**WHAT YOU NEED TO DO:**
Make an exact copy of the records, with the pictures left out.

[DATA PROVIDED Boundary: Start]

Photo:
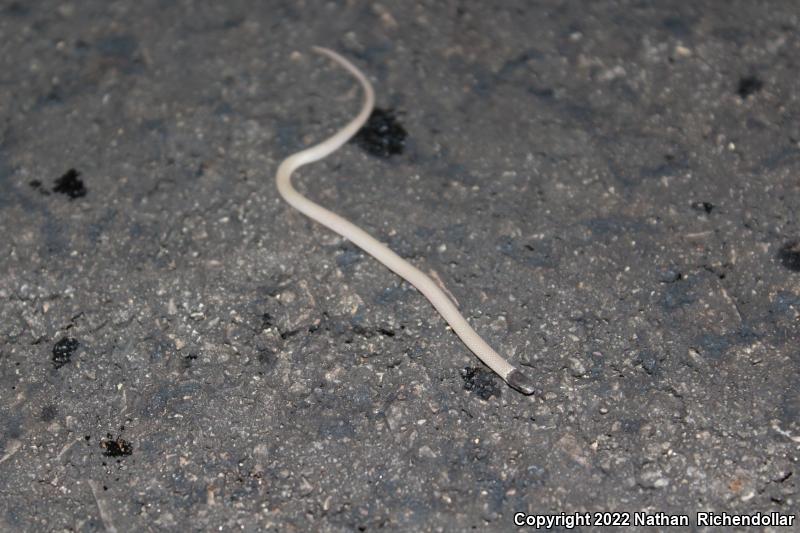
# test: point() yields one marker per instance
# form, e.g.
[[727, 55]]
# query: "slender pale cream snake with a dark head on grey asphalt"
[[512, 375]]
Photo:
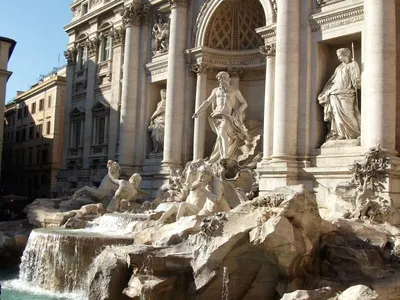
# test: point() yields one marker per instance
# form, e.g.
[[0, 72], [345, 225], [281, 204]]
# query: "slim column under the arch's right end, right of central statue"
[[269, 52]]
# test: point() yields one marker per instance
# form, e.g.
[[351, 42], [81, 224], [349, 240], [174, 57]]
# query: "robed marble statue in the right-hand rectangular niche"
[[339, 99]]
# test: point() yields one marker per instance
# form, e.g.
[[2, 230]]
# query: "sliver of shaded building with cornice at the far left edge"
[[6, 49]]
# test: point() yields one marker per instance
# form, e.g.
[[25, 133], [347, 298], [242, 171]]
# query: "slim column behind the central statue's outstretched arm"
[[200, 121]]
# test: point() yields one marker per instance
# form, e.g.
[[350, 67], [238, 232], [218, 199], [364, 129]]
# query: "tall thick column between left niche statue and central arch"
[[174, 114]]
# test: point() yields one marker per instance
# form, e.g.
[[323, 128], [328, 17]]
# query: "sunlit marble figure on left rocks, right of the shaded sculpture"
[[127, 191]]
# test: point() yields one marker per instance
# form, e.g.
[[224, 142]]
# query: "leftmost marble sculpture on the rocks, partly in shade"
[[106, 188]]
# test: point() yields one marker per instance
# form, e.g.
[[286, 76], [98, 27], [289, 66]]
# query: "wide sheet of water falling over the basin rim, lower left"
[[58, 259]]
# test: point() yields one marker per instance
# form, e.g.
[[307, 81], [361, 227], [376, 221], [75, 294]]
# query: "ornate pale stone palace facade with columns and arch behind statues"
[[279, 54]]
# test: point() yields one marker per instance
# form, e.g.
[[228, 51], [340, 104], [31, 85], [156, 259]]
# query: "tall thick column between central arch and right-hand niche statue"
[[286, 80]]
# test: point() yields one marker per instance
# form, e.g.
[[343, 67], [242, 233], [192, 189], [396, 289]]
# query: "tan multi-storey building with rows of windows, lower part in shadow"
[[32, 139]]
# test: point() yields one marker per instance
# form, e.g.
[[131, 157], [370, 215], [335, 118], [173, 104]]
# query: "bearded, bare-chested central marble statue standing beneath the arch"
[[227, 120]]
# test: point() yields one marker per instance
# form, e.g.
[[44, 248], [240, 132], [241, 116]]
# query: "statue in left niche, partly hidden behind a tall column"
[[157, 124]]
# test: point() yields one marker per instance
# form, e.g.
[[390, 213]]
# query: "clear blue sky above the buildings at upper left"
[[37, 27]]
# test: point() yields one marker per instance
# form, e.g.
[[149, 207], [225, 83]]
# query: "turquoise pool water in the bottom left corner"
[[14, 289]]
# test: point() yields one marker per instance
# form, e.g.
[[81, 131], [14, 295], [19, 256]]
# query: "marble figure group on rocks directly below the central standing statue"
[[205, 197]]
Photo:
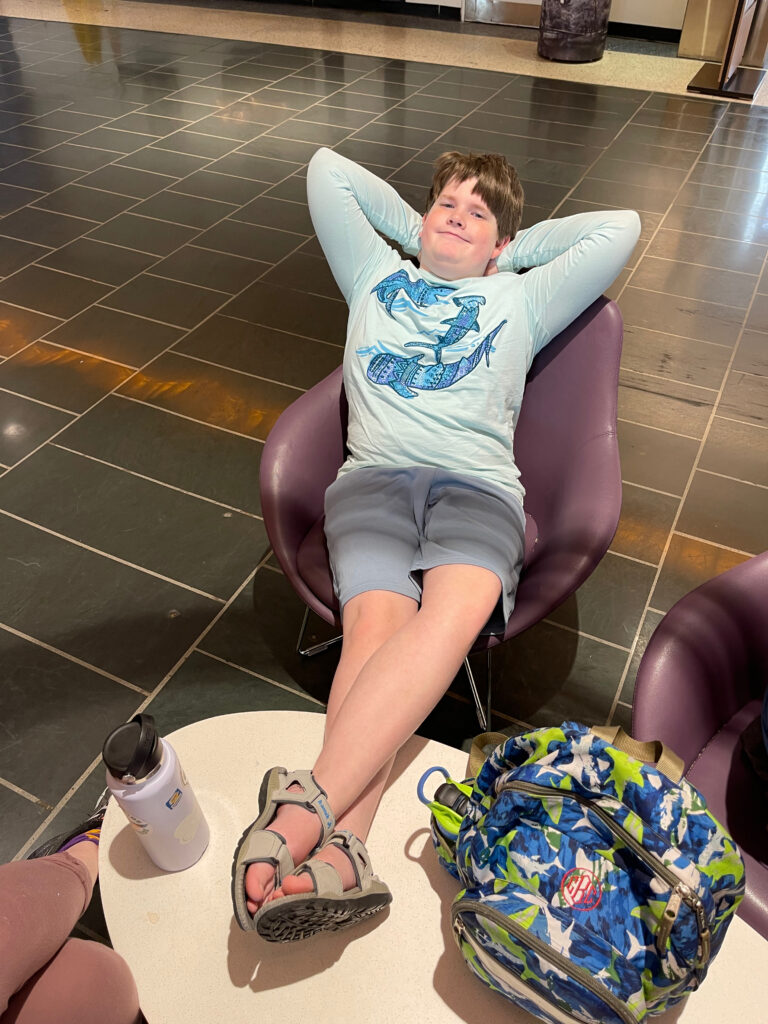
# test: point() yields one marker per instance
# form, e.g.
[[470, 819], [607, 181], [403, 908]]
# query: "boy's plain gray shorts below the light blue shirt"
[[385, 527]]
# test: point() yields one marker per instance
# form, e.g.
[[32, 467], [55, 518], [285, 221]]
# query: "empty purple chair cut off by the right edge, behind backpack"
[[700, 688]]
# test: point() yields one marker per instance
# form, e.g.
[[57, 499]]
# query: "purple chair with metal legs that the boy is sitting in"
[[566, 448]]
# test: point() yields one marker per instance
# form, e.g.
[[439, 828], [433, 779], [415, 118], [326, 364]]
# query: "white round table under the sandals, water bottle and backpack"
[[193, 964]]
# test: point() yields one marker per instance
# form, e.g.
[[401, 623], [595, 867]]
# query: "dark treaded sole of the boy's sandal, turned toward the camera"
[[304, 919]]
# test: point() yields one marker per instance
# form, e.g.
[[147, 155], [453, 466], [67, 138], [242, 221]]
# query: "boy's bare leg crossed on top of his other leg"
[[394, 693]]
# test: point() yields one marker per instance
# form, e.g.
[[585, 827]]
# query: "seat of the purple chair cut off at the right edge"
[[737, 797]]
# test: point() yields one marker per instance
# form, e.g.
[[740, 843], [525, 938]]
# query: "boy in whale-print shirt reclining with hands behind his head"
[[424, 523]]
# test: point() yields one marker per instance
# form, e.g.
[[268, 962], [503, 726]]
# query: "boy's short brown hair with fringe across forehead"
[[498, 186]]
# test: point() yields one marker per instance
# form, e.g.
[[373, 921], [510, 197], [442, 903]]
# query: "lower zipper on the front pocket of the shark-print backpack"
[[582, 976]]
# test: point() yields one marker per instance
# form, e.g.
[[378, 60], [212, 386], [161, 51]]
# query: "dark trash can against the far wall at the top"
[[574, 30]]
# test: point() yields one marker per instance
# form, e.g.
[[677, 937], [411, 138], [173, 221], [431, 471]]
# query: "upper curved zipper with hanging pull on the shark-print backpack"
[[681, 893]]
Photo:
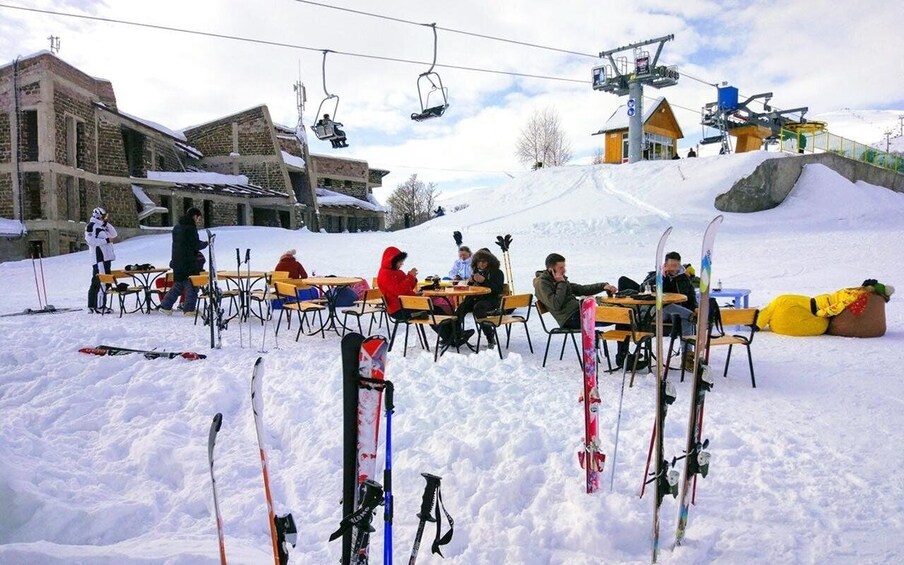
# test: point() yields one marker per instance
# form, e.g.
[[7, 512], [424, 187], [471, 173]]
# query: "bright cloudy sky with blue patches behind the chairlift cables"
[[826, 56]]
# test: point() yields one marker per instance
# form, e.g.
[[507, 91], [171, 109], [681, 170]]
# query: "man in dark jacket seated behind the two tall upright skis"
[[675, 279]]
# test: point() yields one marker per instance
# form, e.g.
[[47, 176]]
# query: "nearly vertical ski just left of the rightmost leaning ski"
[[664, 397]]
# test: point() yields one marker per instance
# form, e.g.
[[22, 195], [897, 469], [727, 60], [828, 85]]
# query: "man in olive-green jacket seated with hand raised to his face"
[[559, 296]]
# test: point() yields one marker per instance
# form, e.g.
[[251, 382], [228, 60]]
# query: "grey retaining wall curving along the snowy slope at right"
[[772, 181]]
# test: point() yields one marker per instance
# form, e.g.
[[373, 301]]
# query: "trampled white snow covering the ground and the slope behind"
[[103, 460]]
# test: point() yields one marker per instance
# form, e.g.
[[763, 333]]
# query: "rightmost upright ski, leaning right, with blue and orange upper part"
[[696, 460]]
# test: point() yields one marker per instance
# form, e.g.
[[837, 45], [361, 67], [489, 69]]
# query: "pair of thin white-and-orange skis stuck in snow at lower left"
[[282, 528]]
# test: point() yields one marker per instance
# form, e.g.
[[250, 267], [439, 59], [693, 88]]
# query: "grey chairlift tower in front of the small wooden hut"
[[616, 79]]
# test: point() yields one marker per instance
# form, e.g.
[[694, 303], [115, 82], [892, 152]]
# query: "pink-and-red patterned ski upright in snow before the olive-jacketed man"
[[591, 456]]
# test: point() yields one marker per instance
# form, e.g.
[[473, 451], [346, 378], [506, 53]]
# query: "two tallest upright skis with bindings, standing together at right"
[[696, 461]]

[DATA PROVIDED Boundary: End]

**TASK RESPONSE:**
Photo:
# test: point() yields one marker per instance
# form, e.g.
[[727, 55]]
# query: "slender pale cream snake with a dark head on grey asphalt"
[[512, 375]]
Photo:
# test: point() yields one marker per instance
# form, e.g.
[[0, 72], [345, 225], [281, 204]]
# query: "slim column under the arch's right end, right of central statue"
[[269, 52]]
# test: point() yields one marker per instance
# form, e.g.
[[351, 42], [81, 224], [349, 240], [174, 57]]
# query: "robed marble statue in the right-hand rectangular niche"
[[339, 99]]
# test: point() yields one marker per instance
# form, e.g.
[[2, 230]]
# query: "sliver of shaded building with cornice at the far left edge"
[[6, 49]]
# test: point() yields one marker per instance
# form, e.g.
[[25, 133], [347, 298], [242, 171]]
# query: "slim column behind the central statue's outstretched arm"
[[200, 121]]
# test: point() yields one marker per instance
# form, e.g.
[[350, 67], [238, 232], [218, 199], [364, 129]]
# query: "tall thick column between left niche statue and central arch"
[[174, 114]]
# test: point() yields one marker per instance
# form, e.g.
[[323, 128], [328, 17]]
# query: "sunlit marble figure on left rocks, right of the shaded sculpture"
[[127, 191]]
# test: point() yields one marker per instance
# form, e.g.
[[224, 142]]
# query: "leftmost marble sculpture on the rocks, partly in shade"
[[106, 188]]
# test: point() yields one marker per instance
# form, e.g.
[[286, 76], [98, 27], [289, 66]]
# query: "wide sheet of water falling over the basin rim, lower left"
[[58, 259]]
# test: point() yields one marker per instance
# form, e.g.
[[307, 81], [361, 227], [376, 221], [75, 294]]
# query: "ornate pale stone palace facade with columns and arch behind statues"
[[279, 54]]
# test: point() yields one marker per instance
# form, e.g.
[[228, 51], [340, 104], [31, 85], [156, 259]]
# query: "tall thick column between central arch and right-hand niche statue"
[[286, 80]]
# test: point() yields one marker per instance
# form, e.g.
[[343, 67], [242, 233], [192, 189], [396, 289]]
# query: "tan multi-storey building with rows of windows, lower part in shadow"
[[32, 139]]
# test: point() yields one marker per instance
# form, e.g.
[[131, 157], [370, 215], [335, 118], [173, 104]]
# query: "bearded, bare-chested central marble statue standing beneath the arch"
[[227, 120]]
# test: point() yields one marker per instance
# form, e.g.
[[44, 248], [240, 132], [241, 116]]
# query: "statue in left niche, partly hidden behind a tall column"
[[157, 124]]
# test: point() yields one marker per instance
# form, e.g.
[[390, 213]]
# query: "clear blue sky above the buildings at upper left"
[[37, 27]]
# test: point() yields one marker per instance
# form, e.g.
[[149, 207], [225, 83]]
# query: "turquoise pool water in the bottom left corner"
[[14, 289]]
# test: point() yields one marker per instance
# form, e.g.
[[81, 131], [14, 295], [19, 256]]
# query: "marble figure group on rocks directly below the central standing statue"
[[205, 197]]
Photo:
# test: point() yields one marker per instance
# form, e.g.
[[470, 819], [607, 181], [403, 908]]
# query: "boy's plain gray shorts below the light blue shirt"
[[385, 527]]
# test: point() yields one marker per instance
# form, e.g.
[[32, 467], [55, 518], [285, 221]]
# query: "empty purple chair cut off by the right edge, behind backpack"
[[700, 688]]
# test: point() yields one marker per instance
# form, e.g.
[[57, 499]]
# query: "purple chair with metal legs that the boy is sitting in"
[[566, 448]]
# test: point() yields one marker per instance
# form, e.g.
[[439, 828], [433, 779], [415, 118], [326, 364]]
# query: "white round table under the sandals, water bottle and backpack"
[[193, 964]]
# test: point() yields one marker per instance
# form, e.g.
[[401, 623], [595, 867]]
# query: "dark treaded sole of the boy's sandal, turned toward the camera"
[[304, 919]]
# test: point() yields one marker per instance
# form, e.g.
[[147, 155], [453, 466], [67, 138], [242, 221]]
# query: "boy's bare leg crossed on top of his other leg"
[[394, 693]]
# test: point() yields one marker per instance
# form, e.g.
[[585, 827]]
# query: "seat of the purple chair cut off at the right edge"
[[737, 797]]
# test: point() yields one marker per instance
# form, e.g.
[[740, 843], [525, 938]]
# query: "boy in whale-print shirt reclining with hands behind his head"
[[424, 523]]
# test: point() yields one marker per instance
# form, e.g.
[[268, 962], [503, 726]]
# query: "boy's short brown hair with fringe across forehead"
[[498, 186]]
# test: point() yields one marker per instance
# form, e.g.
[[373, 921], [510, 197], [442, 903]]
# query: "lower zipper on the front pocket of the shark-print backpack"
[[582, 976]]
# test: point() yields one marker per instance
# form, e.g.
[[378, 60], [212, 386], [161, 51]]
# query: "dark trash can against the far wall at the top"
[[574, 30]]
# test: point() yields one marker per instance
# form, e.g.
[[677, 937], [411, 138], [173, 221], [431, 471]]
# query: "upper curved zipper with hanging pull on the shark-print backpack"
[[681, 893]]
Photo:
# test: point() yields one marker per instance
# form, e.g.
[[7, 512], [424, 187], [471, 173]]
# query: "bright cloudy sky with blue patches behind the chairlift cables"
[[826, 56]]
# test: point() yields one marker per instance
# form, e.g.
[[507, 91], [171, 109], [681, 170]]
# query: "man in dark jacket seated behind the two tall upright skis"
[[675, 279]]
# test: point() yields one marker per instance
# form, e.g.
[[47, 176]]
# query: "nearly vertical ski just left of the rightmost leaning ski"
[[664, 397]]
# test: point() yields one marker per instance
# form, e.g.
[[22, 195], [897, 469], [727, 60], [828, 85]]
# query: "man in olive-green jacket seated with hand raised to his face"
[[559, 296]]
# test: point() yields one marker per instance
# form, e.g.
[[251, 382], [228, 60]]
# query: "grey retaining wall curving along the snowy slope at right"
[[772, 181]]
# test: point() yields one marker per instance
# form, e.g.
[[373, 301]]
# query: "trampled white snow covering the ground and the slope behind"
[[103, 460]]
# test: point() yields one marker per instance
# form, e.g.
[[763, 333]]
# query: "rightmost upright ski, leaning right, with blue and orange upper part"
[[696, 460]]
# test: point() yields one marker per instance
# form, e.g.
[[837, 45], [361, 67], [489, 69]]
# query: "pair of thin white-and-orange skis stuck in snow at lower left"
[[282, 528]]
# test: point() yields one marker per instance
# form, e.g.
[[250, 267], [439, 59], [693, 88]]
# query: "grey chairlift tower in front of the small wooden hut"
[[616, 79]]
# test: point() yields one marker per instance
# form, e.g.
[[694, 303], [115, 82], [892, 152]]
# query: "pink-and-red patterned ski upright in snow before the olive-jacketed man"
[[591, 456]]
# test: point() yields one marker per instance
# form, e.g.
[[473, 451], [346, 378], [506, 53]]
# query: "two tallest upright skis with bindings, standing together at right"
[[696, 461]]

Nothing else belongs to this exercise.